- What this task involves -
Rewrite every line, from the line containing "Annotate the jacket" through the end of the records, both included, adding 10 to each coordinate in the answer points. Leave all other coordinates and text unchanged.

┄┄┄┄┄┄┄┄┄┄┄┄┄┄┄┄┄┄┄┄

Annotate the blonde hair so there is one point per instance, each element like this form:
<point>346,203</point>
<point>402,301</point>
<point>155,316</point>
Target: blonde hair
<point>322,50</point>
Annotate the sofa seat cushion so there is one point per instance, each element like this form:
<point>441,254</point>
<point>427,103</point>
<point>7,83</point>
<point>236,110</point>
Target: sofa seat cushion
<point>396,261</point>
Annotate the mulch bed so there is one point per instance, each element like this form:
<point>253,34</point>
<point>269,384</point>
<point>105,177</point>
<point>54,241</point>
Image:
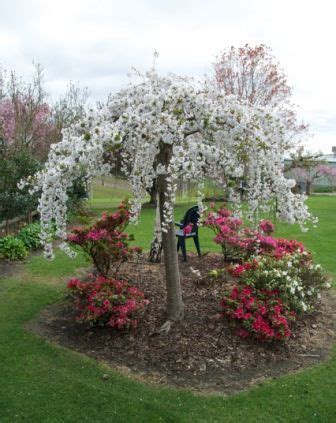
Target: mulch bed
<point>202,352</point>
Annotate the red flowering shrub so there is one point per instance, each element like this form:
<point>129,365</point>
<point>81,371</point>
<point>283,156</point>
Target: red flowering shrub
<point>228,232</point>
<point>258,313</point>
<point>105,242</point>
<point>266,226</point>
<point>241,242</point>
<point>107,302</point>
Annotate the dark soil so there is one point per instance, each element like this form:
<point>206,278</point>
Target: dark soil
<point>202,352</point>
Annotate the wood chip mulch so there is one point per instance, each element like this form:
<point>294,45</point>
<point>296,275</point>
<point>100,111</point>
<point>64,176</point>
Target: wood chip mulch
<point>203,351</point>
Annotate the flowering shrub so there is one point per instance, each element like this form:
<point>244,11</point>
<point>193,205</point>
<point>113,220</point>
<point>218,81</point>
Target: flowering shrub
<point>297,280</point>
<point>228,232</point>
<point>30,236</point>
<point>105,242</point>
<point>266,226</point>
<point>259,313</point>
<point>107,302</point>
<point>238,241</point>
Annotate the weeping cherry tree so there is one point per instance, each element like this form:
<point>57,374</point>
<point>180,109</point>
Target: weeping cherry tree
<point>166,128</point>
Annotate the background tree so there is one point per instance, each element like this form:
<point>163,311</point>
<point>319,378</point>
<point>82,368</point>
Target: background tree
<point>28,126</point>
<point>310,168</point>
<point>254,75</point>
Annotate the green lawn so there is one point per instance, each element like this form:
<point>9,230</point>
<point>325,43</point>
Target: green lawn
<point>41,382</point>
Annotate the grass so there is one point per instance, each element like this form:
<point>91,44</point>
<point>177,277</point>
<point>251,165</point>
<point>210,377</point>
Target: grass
<point>42,382</point>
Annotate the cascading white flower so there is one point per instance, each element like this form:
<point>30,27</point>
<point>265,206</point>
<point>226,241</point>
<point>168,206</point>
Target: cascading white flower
<point>168,128</point>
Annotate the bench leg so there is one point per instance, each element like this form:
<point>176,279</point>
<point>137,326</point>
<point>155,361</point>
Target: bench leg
<point>181,244</point>
<point>196,241</point>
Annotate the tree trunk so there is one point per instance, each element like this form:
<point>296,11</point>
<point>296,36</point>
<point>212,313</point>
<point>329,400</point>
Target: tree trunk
<point>175,306</point>
<point>153,193</point>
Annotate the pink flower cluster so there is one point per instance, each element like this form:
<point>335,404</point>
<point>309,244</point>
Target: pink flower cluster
<point>107,302</point>
<point>233,237</point>
<point>105,242</point>
<point>258,313</point>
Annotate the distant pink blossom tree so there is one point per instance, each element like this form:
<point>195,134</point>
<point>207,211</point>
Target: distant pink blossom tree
<point>310,175</point>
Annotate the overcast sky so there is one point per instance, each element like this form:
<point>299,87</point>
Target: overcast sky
<point>96,42</point>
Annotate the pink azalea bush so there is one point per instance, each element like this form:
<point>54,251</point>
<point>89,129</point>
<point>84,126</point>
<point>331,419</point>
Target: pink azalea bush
<point>105,242</point>
<point>107,302</point>
<point>275,281</point>
<point>271,292</point>
<point>259,313</point>
<point>238,241</point>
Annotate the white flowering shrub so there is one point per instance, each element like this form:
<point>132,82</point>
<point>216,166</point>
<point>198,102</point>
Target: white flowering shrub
<point>295,277</point>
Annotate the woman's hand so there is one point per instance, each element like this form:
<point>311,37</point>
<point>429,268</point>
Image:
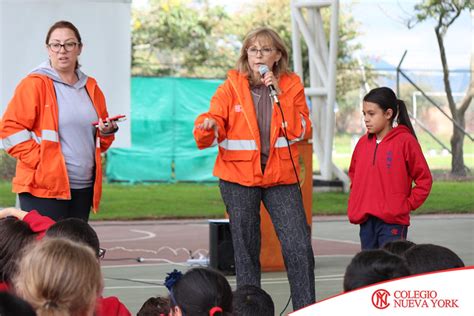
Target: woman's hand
<point>270,79</point>
<point>207,124</point>
<point>109,129</point>
<point>11,211</point>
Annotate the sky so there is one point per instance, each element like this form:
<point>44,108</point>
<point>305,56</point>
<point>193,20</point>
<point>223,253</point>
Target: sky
<point>384,36</point>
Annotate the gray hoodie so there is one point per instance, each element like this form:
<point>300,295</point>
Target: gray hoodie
<point>76,133</point>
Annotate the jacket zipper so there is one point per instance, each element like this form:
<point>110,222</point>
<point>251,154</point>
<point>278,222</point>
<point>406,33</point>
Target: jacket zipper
<point>375,154</point>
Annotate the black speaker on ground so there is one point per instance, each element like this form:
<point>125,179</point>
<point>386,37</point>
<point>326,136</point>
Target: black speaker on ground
<point>221,251</point>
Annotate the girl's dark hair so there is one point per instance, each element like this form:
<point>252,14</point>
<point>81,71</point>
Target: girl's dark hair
<point>425,258</point>
<point>15,236</point>
<point>386,99</point>
<point>373,266</point>
<point>398,247</point>
<point>201,289</point>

┄┄┄┄┄┄┄┄┄┄┄┄┄┄┄┄┄┄┄┄

- Solved problem -
Annotate the jacket zipper so there is one point per instance, each element like this form:
<point>110,222</point>
<point>251,154</point>
<point>278,222</point>
<point>406,33</point>
Target: jacket zipper
<point>385,164</point>
Annotate the black speaker on ground so there is one point per instance, each element like this form:
<point>125,179</point>
<point>386,37</point>
<point>326,136</point>
Target: black speaker on ground
<point>231,261</point>
Annotate the girl's dark hair so there is one point per instance, each element like this form:
<point>252,14</point>
<point>81,71</point>
Target: girl's dark hair
<point>435,268</point>
<point>25,246</point>
<point>396,109</point>
<point>383,276</point>
<point>408,257</point>
<point>211,299</point>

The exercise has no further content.